## Required work
1 – In the thread about mounting /usr, which system's model is the long-term /usr plan said to match?
2 – In the thread about mounting /usr, can you restate the paragraph beginning "On servers I always have" more briefly?

## Selected text
On Fri, 2011-06-17 at 18:54 +0200, Dr. Werner Fink wrote:
On Fri, Jun 17, 2011 at 05:09:17PM +0200, Kay Sievers wrote:
On Fri, 2011-06-17 at 16:37 +0200, Guido Berhoerster wrote:
* Kay Sievers <kay.sievers@suse.de> [2011-06-17 12:13]:
From the side of the enterprise people: /usr mountable ro. Please note that we have customers which are using exactly this feature.
Sure, they will just need an initramfs that can do that, if they want it to work in the future.
Actually, the long-term goal is to merge the useless split of / and /usr back to /usr and be able to mount /usr ro on every system. It's the same model as Android is doing with /system.
On servers I always have /, /usr, (/usr)/home, /var, and /tmp on separate filesystems in order to prevent accidentally filling up /. I know others are doing the same and I think that is a perfectly legitimate use case.
Sure, you only need to be able to mount /usr from initramfs. Init will not care where it came from. But it will no longer be supported to start init with an empty /usr.
Actually, /bin, /sbin, /lib, /lib64, ... should just be symliks to /usr, which will be mounted by initramfs, and likely be read-only by default in the future.

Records
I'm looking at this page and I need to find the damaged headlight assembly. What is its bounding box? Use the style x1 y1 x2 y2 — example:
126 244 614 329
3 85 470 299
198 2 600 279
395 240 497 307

## Worked solutions
1 – Android, with its /system.

2 – The writer keeps /, /usr, (/usr)/home, /var, and /tmp on separate filesystems on servers so that / doesn't fill up by accident. The writer knows others do the same and sees it as a legitimate use case.